[Dataset excerpt]
======

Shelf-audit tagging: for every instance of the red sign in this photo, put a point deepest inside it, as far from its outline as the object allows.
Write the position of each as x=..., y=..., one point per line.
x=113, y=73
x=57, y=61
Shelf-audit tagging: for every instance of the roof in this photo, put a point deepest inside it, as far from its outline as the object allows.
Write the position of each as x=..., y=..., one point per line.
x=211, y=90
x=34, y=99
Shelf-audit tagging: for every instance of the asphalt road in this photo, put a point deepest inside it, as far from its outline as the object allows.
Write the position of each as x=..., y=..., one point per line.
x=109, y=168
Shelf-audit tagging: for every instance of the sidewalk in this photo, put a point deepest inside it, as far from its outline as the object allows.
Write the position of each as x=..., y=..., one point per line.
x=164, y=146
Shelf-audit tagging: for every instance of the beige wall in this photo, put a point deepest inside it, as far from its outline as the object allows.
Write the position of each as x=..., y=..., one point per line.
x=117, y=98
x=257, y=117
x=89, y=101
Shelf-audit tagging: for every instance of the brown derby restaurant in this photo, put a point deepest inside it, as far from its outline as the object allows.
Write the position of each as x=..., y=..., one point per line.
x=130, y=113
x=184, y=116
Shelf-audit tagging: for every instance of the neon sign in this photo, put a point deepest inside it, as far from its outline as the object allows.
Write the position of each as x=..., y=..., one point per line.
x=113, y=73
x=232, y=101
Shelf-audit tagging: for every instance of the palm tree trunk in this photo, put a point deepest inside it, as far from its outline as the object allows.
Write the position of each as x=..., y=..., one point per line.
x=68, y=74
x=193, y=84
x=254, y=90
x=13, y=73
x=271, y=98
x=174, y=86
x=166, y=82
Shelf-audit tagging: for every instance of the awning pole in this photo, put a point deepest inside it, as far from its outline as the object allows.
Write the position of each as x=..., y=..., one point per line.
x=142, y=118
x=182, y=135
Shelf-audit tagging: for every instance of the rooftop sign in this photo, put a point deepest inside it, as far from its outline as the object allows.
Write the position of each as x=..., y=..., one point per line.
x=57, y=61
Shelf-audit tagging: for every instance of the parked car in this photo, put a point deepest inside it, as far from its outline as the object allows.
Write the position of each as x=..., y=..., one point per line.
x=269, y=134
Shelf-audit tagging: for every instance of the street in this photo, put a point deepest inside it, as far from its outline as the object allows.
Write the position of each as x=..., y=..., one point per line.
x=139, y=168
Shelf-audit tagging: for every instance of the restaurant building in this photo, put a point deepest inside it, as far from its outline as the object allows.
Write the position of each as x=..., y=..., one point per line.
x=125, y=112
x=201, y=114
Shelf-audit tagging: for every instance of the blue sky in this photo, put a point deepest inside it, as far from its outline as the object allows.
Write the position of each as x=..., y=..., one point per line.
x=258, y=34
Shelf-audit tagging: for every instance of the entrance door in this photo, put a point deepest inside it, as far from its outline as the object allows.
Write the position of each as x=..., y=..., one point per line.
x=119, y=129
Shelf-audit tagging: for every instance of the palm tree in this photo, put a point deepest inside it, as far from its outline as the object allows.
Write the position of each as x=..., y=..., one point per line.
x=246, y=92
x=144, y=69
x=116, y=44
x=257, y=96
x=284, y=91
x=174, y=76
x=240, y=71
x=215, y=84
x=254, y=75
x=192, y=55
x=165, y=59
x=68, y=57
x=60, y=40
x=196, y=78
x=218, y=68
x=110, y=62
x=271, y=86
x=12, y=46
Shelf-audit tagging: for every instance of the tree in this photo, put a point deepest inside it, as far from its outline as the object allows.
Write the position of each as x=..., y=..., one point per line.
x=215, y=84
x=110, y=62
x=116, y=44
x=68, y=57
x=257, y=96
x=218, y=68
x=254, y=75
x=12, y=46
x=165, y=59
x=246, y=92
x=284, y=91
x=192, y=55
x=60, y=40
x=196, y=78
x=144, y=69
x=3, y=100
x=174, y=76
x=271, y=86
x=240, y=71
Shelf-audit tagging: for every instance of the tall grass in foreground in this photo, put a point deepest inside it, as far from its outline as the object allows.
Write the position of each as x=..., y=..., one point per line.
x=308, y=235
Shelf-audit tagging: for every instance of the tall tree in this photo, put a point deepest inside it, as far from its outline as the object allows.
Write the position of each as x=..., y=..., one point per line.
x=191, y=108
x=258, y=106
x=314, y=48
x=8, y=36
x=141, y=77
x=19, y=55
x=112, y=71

======

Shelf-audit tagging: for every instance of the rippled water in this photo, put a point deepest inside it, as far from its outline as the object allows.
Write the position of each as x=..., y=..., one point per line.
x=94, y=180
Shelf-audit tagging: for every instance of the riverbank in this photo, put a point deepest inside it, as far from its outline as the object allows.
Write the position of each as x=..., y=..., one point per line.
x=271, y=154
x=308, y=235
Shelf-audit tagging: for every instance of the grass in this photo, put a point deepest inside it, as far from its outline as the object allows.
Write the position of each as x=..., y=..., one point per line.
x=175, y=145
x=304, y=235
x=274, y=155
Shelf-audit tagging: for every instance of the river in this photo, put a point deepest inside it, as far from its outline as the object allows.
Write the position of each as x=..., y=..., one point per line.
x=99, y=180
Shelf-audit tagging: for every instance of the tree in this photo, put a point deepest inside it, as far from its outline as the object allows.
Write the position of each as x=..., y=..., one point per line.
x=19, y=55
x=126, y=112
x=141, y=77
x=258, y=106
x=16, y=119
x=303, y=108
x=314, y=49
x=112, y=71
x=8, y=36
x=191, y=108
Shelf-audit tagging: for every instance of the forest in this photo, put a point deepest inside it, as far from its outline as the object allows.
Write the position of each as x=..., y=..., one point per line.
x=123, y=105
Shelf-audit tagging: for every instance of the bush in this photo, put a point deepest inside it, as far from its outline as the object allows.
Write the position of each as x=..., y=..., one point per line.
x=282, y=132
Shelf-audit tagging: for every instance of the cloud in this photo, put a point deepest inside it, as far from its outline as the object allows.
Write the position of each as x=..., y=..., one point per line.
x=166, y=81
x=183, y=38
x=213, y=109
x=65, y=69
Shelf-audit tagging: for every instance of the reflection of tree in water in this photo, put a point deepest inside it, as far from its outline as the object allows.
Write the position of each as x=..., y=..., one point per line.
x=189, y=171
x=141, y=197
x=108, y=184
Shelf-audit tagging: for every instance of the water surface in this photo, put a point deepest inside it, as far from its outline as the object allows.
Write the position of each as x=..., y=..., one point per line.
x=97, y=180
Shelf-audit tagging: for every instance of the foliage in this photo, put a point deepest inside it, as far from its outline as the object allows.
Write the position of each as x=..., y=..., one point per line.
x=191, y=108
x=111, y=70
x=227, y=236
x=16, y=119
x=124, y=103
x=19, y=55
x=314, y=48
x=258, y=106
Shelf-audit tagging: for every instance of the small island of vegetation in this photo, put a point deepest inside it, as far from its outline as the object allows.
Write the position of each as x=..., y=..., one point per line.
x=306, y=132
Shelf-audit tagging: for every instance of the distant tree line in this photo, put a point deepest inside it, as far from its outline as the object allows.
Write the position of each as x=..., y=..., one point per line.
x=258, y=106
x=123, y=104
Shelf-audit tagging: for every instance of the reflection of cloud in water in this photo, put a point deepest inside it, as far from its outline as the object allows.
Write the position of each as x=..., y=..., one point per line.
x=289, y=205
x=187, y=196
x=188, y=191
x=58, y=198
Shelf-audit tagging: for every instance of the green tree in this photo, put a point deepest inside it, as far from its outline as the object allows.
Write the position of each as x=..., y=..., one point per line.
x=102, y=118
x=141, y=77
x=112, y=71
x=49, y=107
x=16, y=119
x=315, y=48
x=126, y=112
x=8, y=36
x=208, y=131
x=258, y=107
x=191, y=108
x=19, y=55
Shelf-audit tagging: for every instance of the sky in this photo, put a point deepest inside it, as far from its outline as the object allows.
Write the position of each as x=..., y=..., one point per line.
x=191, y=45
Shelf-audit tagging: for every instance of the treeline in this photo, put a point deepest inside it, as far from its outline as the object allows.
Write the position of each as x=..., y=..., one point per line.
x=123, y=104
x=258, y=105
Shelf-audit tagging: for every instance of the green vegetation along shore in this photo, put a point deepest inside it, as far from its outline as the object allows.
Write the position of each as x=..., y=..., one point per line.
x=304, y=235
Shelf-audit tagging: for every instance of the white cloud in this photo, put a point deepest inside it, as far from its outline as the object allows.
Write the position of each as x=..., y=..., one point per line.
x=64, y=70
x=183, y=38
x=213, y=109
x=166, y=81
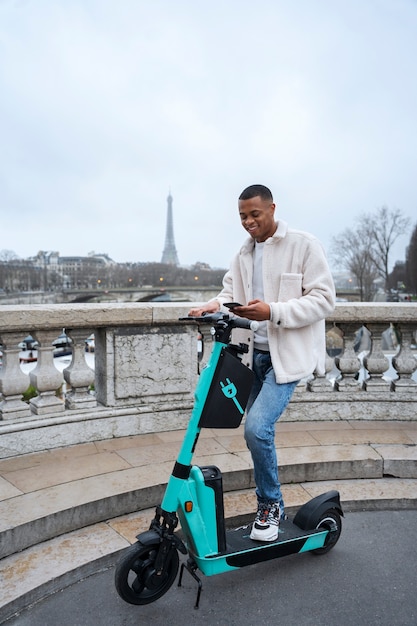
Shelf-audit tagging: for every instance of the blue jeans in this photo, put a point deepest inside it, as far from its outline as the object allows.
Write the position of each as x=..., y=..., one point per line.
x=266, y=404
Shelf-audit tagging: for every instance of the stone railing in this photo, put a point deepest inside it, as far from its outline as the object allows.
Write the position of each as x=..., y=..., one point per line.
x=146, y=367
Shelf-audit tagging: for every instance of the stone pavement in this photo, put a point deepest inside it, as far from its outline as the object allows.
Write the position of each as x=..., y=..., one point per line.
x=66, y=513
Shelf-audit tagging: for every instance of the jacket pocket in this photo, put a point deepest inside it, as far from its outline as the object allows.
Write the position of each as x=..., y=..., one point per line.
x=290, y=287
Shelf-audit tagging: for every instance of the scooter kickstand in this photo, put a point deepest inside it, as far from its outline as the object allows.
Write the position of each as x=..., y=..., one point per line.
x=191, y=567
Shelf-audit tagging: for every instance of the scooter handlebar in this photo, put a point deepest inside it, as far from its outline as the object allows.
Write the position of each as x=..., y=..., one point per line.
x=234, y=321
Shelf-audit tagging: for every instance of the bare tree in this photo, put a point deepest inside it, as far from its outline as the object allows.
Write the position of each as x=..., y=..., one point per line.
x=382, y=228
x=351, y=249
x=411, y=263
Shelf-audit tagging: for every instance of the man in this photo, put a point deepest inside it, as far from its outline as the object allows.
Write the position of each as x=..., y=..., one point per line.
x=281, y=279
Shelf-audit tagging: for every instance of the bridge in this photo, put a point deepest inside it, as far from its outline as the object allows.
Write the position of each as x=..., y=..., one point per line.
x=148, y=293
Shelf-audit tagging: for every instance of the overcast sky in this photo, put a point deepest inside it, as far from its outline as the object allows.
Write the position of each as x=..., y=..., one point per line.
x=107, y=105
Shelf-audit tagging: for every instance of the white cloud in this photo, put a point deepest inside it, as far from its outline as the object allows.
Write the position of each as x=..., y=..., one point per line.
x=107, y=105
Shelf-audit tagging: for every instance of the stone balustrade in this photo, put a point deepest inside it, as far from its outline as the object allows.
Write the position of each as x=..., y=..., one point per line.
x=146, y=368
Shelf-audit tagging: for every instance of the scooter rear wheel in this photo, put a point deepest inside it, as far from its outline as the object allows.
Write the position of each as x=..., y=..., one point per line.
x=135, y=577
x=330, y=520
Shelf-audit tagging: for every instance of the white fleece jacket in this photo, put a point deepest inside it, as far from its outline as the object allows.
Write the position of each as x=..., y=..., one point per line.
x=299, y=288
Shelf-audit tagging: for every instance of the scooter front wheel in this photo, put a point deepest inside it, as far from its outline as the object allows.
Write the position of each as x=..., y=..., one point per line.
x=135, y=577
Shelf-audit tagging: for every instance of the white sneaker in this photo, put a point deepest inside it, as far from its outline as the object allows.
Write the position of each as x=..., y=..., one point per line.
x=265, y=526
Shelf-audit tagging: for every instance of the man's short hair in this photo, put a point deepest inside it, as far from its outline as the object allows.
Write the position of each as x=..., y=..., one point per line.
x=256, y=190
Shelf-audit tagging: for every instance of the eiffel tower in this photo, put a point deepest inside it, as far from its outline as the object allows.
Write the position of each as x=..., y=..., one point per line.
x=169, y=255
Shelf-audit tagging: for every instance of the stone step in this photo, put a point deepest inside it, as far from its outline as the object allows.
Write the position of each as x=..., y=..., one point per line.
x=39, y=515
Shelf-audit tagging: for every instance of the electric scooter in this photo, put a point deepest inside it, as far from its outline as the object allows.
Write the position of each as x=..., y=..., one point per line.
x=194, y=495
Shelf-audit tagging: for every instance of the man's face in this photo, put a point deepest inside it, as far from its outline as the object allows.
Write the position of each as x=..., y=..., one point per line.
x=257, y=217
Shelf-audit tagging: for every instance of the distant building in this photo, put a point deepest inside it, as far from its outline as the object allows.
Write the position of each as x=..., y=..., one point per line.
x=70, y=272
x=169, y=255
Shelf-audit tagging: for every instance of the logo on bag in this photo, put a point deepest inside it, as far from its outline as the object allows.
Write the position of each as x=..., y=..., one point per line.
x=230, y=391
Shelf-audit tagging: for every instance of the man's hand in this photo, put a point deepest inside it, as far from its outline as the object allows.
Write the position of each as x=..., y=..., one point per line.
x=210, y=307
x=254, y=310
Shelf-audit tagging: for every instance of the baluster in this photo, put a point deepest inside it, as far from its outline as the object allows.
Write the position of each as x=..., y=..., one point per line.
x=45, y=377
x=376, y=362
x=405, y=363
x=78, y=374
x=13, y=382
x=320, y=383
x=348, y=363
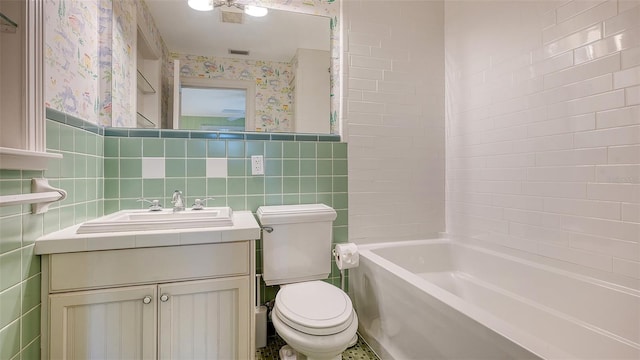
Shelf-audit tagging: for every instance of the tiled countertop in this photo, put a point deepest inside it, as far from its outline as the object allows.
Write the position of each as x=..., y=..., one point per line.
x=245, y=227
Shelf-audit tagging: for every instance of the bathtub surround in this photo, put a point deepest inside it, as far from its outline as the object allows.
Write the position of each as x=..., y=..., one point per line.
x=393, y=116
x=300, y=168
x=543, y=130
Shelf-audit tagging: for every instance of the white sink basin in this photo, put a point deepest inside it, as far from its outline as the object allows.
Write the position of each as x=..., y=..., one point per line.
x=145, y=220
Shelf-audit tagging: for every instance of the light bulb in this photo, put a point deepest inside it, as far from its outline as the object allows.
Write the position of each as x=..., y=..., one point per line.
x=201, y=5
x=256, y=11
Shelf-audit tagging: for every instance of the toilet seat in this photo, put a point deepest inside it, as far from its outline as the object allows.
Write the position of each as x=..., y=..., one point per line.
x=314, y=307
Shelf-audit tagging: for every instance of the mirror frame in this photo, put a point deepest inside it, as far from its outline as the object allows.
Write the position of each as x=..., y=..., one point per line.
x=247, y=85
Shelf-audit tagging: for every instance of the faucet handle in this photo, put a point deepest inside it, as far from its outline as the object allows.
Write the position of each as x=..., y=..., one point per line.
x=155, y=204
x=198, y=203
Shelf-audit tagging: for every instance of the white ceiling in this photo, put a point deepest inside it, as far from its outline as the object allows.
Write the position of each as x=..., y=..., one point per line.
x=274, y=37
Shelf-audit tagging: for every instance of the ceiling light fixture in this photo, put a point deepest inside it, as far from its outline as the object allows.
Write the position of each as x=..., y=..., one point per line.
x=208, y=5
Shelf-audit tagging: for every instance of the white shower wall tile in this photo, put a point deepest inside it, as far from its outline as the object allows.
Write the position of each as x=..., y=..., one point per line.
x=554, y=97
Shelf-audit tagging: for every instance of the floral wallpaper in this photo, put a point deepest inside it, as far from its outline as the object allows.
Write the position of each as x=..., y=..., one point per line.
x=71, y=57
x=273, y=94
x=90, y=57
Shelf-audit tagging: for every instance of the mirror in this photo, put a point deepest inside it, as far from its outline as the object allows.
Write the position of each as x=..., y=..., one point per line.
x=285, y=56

======

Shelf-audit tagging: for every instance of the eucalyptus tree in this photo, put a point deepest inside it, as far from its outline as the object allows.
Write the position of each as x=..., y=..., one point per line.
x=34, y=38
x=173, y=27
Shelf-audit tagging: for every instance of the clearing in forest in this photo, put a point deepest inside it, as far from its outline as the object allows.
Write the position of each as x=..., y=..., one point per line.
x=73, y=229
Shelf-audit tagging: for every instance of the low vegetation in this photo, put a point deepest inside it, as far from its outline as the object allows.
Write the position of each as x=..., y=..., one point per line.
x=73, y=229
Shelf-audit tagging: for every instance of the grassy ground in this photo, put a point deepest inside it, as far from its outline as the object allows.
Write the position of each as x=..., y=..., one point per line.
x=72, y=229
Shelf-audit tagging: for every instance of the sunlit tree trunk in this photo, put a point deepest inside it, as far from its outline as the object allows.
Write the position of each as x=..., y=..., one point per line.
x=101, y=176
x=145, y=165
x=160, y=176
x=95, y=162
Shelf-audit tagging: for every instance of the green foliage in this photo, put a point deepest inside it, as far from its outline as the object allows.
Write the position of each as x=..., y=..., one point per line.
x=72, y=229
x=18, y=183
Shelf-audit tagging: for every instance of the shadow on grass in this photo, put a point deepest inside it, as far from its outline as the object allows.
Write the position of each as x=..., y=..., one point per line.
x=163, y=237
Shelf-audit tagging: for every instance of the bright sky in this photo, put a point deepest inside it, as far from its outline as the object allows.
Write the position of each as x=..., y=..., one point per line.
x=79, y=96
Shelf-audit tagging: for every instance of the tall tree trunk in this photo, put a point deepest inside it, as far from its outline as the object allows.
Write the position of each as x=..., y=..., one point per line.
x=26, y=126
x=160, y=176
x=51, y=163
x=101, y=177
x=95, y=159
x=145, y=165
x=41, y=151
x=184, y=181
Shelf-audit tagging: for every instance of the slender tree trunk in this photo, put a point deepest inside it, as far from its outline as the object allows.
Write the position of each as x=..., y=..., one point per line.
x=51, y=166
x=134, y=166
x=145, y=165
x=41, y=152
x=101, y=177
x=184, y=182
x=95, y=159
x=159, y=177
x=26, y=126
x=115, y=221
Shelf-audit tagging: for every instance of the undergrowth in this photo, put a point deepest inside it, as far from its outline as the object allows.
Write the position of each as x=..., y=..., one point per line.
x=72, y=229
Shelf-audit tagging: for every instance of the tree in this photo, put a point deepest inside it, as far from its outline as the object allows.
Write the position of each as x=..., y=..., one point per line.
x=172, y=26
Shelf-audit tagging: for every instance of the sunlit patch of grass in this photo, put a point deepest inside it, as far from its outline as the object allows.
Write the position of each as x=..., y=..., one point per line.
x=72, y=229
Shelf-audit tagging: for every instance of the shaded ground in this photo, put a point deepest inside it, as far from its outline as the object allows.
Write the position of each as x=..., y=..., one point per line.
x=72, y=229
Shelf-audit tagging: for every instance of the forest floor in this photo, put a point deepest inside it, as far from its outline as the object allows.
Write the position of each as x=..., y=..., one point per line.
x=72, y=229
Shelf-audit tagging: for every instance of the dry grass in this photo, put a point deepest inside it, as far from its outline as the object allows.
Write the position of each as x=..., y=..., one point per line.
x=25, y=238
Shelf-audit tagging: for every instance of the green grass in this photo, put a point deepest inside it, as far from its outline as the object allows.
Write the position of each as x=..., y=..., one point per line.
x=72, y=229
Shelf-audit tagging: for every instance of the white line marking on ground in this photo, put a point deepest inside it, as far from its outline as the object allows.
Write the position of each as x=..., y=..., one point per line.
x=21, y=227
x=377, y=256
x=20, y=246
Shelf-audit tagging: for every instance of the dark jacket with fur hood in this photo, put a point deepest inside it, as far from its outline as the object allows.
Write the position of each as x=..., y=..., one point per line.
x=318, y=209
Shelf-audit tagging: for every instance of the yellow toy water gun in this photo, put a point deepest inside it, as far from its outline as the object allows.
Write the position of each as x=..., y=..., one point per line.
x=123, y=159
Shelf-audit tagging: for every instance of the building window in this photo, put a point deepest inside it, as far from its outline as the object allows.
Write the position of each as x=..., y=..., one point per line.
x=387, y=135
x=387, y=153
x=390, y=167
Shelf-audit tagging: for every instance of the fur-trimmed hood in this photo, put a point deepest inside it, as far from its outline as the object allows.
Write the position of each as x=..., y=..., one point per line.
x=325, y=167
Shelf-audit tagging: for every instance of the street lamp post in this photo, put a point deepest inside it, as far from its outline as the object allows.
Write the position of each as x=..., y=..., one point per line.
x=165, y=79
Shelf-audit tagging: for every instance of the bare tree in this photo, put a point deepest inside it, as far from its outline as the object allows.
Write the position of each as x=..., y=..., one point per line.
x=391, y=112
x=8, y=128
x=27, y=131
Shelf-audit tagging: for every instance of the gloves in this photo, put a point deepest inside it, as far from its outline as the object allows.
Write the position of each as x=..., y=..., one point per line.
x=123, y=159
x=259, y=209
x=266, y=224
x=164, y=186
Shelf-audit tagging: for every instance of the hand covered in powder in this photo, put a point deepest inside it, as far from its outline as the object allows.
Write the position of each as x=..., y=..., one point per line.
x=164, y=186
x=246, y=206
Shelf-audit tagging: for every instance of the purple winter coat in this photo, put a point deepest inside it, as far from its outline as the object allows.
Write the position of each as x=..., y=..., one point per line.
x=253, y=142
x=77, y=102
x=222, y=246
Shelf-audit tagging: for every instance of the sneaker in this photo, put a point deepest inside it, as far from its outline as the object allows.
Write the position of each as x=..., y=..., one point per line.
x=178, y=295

======

Task goal: List every line of the records that contains the string "palm", matching case exactly.

Complete output:
Shelf-audit tagging: for every instance of the palm tree trunk in this photo, put a point deepest inside it, as far from its outline as the object allows.
Shelf-audit tagging: for every instance of the palm tree in this photo, put a point deepest inside it, as far from its outline as the object allows.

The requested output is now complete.